## Given instruction
Transcribe all of the material exactly, except for its pictures.

==== Entries

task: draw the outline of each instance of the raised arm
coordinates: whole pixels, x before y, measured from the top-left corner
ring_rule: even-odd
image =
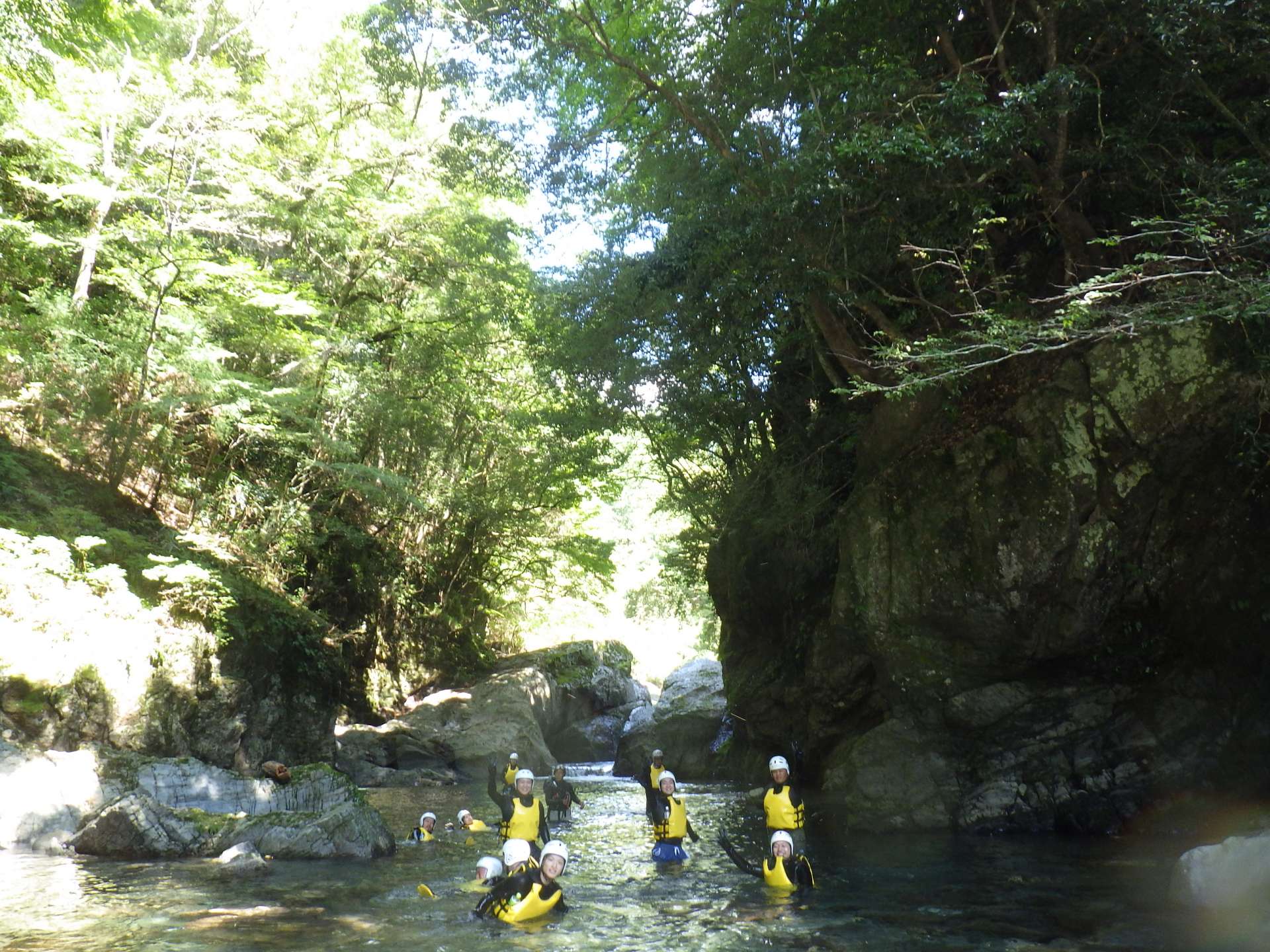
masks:
[[[719,845],[723,847],[723,852],[728,854],[728,858],[737,864],[737,868],[743,873],[749,873],[751,876],[762,876],[763,871],[754,866],[752,862],[745,859],[732,842],[724,834],[719,834]]]

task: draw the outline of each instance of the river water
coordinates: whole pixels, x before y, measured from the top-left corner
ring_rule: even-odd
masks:
[[[812,802],[819,889],[776,895],[715,845],[725,830],[757,858],[762,814],[739,787],[683,784],[701,842],[683,866],[650,862],[643,791],[589,764],[585,809],[556,831],[570,850],[570,911],[537,923],[472,920],[464,891],[493,833],[404,840],[424,810],[488,823],[479,784],[367,791],[401,836],[391,859],[274,861],[227,878],[206,861],[121,862],[0,852],[0,949],[1177,949],[1261,952],[1248,923],[1167,901],[1180,840],[867,835]],[[573,770],[570,773],[574,773]],[[541,790],[538,784],[537,790]],[[424,899],[424,882],[436,899]]]

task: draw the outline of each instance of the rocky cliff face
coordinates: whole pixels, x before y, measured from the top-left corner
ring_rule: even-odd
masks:
[[[740,763],[761,776],[801,736],[883,829],[1113,830],[1190,788],[1264,791],[1270,513],[1240,463],[1262,399],[1242,339],[1194,321],[1021,369],[875,410],[832,581],[794,622],[752,611],[779,583],[742,536],[716,546]]]

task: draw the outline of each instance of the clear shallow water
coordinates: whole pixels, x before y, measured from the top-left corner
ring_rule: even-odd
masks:
[[[584,767],[583,770],[602,770]],[[570,849],[570,911],[525,925],[474,922],[461,890],[498,838],[409,844],[424,810],[497,817],[480,784],[368,791],[403,842],[391,859],[276,861],[227,878],[202,861],[132,863],[0,852],[0,949],[1177,949],[1259,952],[1246,923],[1167,902],[1179,840],[866,835],[813,809],[820,889],[781,896],[714,843],[728,830],[757,856],[761,811],[739,787],[685,784],[702,834],[682,867],[658,867],[643,791],[570,772],[587,803],[556,831]],[[540,787],[541,788],[541,784]],[[813,803],[814,807],[814,803]],[[428,883],[437,899],[417,892]]]

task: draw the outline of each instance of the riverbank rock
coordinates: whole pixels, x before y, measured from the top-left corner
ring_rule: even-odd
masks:
[[[324,764],[291,783],[241,777],[197,760],[116,757],[128,790],[89,816],[70,843],[119,858],[210,857],[240,843],[282,859],[391,856],[395,840],[357,787]]]
[[[1261,387],[1195,320],[878,405],[822,548],[711,551],[740,767],[801,737],[861,829],[1106,833],[1264,790]]]
[[[361,786],[484,778],[512,751],[542,777],[561,760],[605,760],[616,731],[648,689],[630,677],[617,642],[568,642],[504,659],[464,689],[437,691],[380,726],[338,727],[338,765]]]
[[[712,658],[679,665],[665,677],[655,706],[635,708],[622,729],[613,773],[630,776],[665,751],[665,763],[678,779],[715,776],[716,740],[728,701],[723,669]]]
[[[0,741],[0,849],[55,849],[113,792],[94,750],[36,750]]]
[[[1177,859],[1168,887],[1176,902],[1205,909],[1256,911],[1270,923],[1270,831],[1228,836]]]

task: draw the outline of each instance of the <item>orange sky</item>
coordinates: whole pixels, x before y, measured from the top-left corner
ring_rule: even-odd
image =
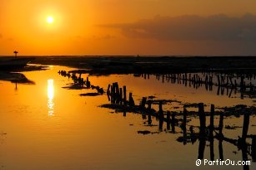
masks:
[[[255,0],[0,0],[0,55],[256,55],[255,24]]]

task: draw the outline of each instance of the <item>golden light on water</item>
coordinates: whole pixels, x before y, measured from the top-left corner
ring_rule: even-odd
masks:
[[[54,114],[54,103],[53,103],[53,97],[54,97],[54,84],[53,80],[49,79],[48,80],[48,115],[53,116]]]

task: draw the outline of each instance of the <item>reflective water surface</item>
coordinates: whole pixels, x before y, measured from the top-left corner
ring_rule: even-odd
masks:
[[[47,70],[24,72],[34,85],[18,84],[16,87],[13,82],[0,81],[0,169],[248,168],[244,166],[197,167],[195,161],[202,157],[201,141],[203,140],[192,142],[193,138],[188,138],[184,143],[178,140],[184,135],[180,126],[174,127],[174,131],[168,131],[164,124],[163,131],[159,132],[158,121],[154,118],[148,126],[148,118],[141,114],[127,113],[124,116],[123,113],[98,107],[109,103],[106,95],[80,96],[95,90],[63,88],[73,80],[60,76],[58,74],[60,70],[73,69],[50,66]],[[88,75],[82,76],[86,79]],[[92,84],[104,90],[113,82],[126,85],[128,92],[133,92],[136,104],[142,97],[150,95],[182,102],[165,104],[164,110],[182,110],[185,103],[203,102],[206,111],[209,111],[211,104],[215,107],[254,104],[254,99],[242,100],[238,93],[232,97],[217,95],[217,88],[207,91],[203,88],[163,83],[153,75],[150,79],[133,75],[89,75],[89,79]],[[208,125],[209,117],[206,119]],[[244,151],[235,142],[238,136],[242,137],[243,119],[243,116],[224,116],[223,134],[226,138],[204,141],[203,158],[238,161],[243,160],[245,152],[251,160],[252,147],[248,145]],[[198,118],[188,119],[188,131],[192,125],[198,126]],[[214,125],[218,127],[218,124],[219,116],[216,115]],[[228,129],[226,125],[237,128]],[[138,134],[140,130],[152,133],[143,135]],[[195,128],[194,131],[198,130]],[[256,134],[253,115],[249,117],[247,134]],[[189,135],[192,136],[188,133]],[[247,142],[252,143],[250,138]],[[248,168],[255,167],[256,163],[251,162]]]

========

## Expected output
task: draw the outline of each instance of the raised arm
coordinates: whole pixels, x before y, measured from the top-left corner
ring_rule: even-odd
image =
masks:
[[[719,845],[723,847],[723,852],[728,854],[728,858],[737,864],[737,868],[743,873],[749,873],[751,876],[762,876],[763,871],[754,866],[752,862],[745,859],[732,842],[724,834],[719,834]]]

task: draw the outline of each instance of the river water
coordinates: whole pixels, x before y, measured from the top-left corner
ring_rule: even-odd
masks:
[[[812,802],[819,889],[776,895],[715,845],[725,830],[757,858],[762,814],[739,787],[683,784],[701,842],[683,866],[650,862],[643,791],[589,764],[585,809],[556,831],[570,850],[570,911],[537,923],[472,920],[464,891],[493,833],[404,840],[424,810],[488,823],[479,784],[367,791],[401,836],[391,859],[274,861],[227,878],[206,861],[121,862],[0,852],[0,949],[1177,949],[1261,952],[1248,923],[1167,901],[1180,840],[867,835]],[[573,770],[570,773],[574,773]],[[541,790],[538,784],[537,790]],[[424,899],[424,882],[436,899]]]

task: draw the outline of each instance of the rocky cliff face
coordinates: whole pixels, x before y, measured from the top-left corner
ring_rule: even-odd
masks:
[[[740,763],[761,776],[801,736],[883,829],[1113,830],[1190,788],[1264,791],[1270,513],[1240,463],[1262,399],[1242,339],[1194,321],[1021,369],[875,410],[832,581],[794,622],[752,611],[779,583],[742,536],[716,546]]]

task: draw the outline of each instance of the clear shallow water
coordinates: whole pixels, x before y, measured from the top-left corner
ring_rule: even-odd
masks:
[[[584,767],[583,770],[602,770]],[[570,849],[570,911],[525,925],[474,922],[461,890],[498,838],[409,844],[424,810],[497,817],[480,784],[368,791],[403,842],[391,859],[276,861],[227,878],[202,861],[132,863],[0,852],[0,949],[1177,949],[1259,952],[1246,923],[1167,902],[1179,840],[866,835],[813,809],[820,889],[781,896],[714,843],[728,830],[757,856],[761,811],[739,787],[685,784],[702,834],[682,867],[658,867],[643,791],[570,772],[587,803],[556,831]],[[540,787],[541,788],[541,784]],[[813,803],[814,807],[814,803]],[[428,883],[437,899],[417,892]]]

task: draw the outline of each instance of the riverbank rock
coordinates: whole pixels, x before y, measured from the top-left corner
ring_rule: even-odd
masks:
[[[324,764],[291,783],[241,777],[197,760],[116,757],[128,790],[89,816],[70,843],[119,858],[210,857],[240,843],[282,859],[391,856],[395,840],[357,787]]]
[[[1261,387],[1195,320],[878,405],[822,548],[711,551],[740,767],[801,737],[861,829],[1106,833],[1264,790]]]
[[[361,786],[484,778],[512,751],[542,777],[561,760],[605,760],[616,731],[648,689],[630,677],[617,642],[568,642],[504,659],[464,689],[437,691],[380,726],[338,727],[338,765]]]
[[[712,658],[679,665],[665,677],[655,706],[635,708],[622,729],[613,773],[630,776],[665,751],[665,763],[678,779],[715,776],[716,740],[728,701],[723,669]]]
[[[0,741],[0,849],[55,849],[113,792],[94,750],[36,750]]]
[[[1177,859],[1168,887],[1176,902],[1205,909],[1256,911],[1270,923],[1270,831],[1228,836]]]

task: draw the outline of each instance of the <item>orange sky</item>
coordinates: whole pixels, x before y, measured from the top-left corner
ring_rule: even-odd
image =
masks:
[[[255,0],[0,0],[0,55],[256,55],[255,24]]]

task: draw the outline of each instance of the <item>golden light on water</item>
coordinates: whole pixels, x before y, measured from the top-left corner
ring_rule: even-odd
masks:
[[[54,114],[54,103],[53,103],[53,97],[54,97],[54,84],[53,80],[49,79],[48,80],[48,115],[53,116]]]

task: draw the outline of each instance of the <item>reflective water surface</item>
coordinates: whole pixels, x before y, measured from the top-left corner
ring_rule: even-odd
masks:
[[[47,70],[24,72],[34,85],[18,84],[16,87],[13,82],[0,81],[0,169],[248,168],[244,166],[197,167],[195,161],[202,157],[201,141],[203,140],[192,142],[193,138],[188,138],[184,143],[178,140],[184,135],[180,126],[174,127],[174,131],[168,131],[164,124],[163,131],[159,132],[158,121],[154,118],[148,126],[148,118],[141,114],[127,113],[124,116],[123,113],[98,107],[109,103],[106,95],[80,96],[95,90],[63,88],[73,80],[60,76],[58,74],[60,70],[73,69],[50,66]],[[88,75],[82,76],[86,79]],[[92,84],[104,90],[113,82],[126,85],[128,92],[133,92],[136,104],[142,97],[150,95],[182,102],[165,104],[164,110],[182,110],[185,103],[203,102],[206,111],[209,111],[211,104],[215,107],[254,104],[254,99],[242,100],[238,93],[232,97],[217,95],[217,88],[207,91],[203,88],[163,83],[153,75],[150,79],[133,75],[89,75],[89,79]],[[208,125],[209,117],[206,119]],[[244,151],[235,142],[238,136],[242,137],[243,119],[243,116],[224,116],[223,134],[226,138],[204,141],[203,158],[238,161],[243,160],[245,152],[251,160],[252,147],[248,145]],[[198,118],[188,119],[188,131],[192,125],[198,126]],[[214,125],[218,127],[218,124],[219,116],[216,115]],[[228,129],[226,125],[237,128]],[[138,134],[140,130],[152,133],[143,135]],[[195,128],[194,131],[198,130]],[[256,134],[253,115],[249,117],[247,134]],[[189,135],[192,136],[188,133]],[[247,142],[252,143],[250,138]],[[248,168],[255,167],[256,163],[251,162]]]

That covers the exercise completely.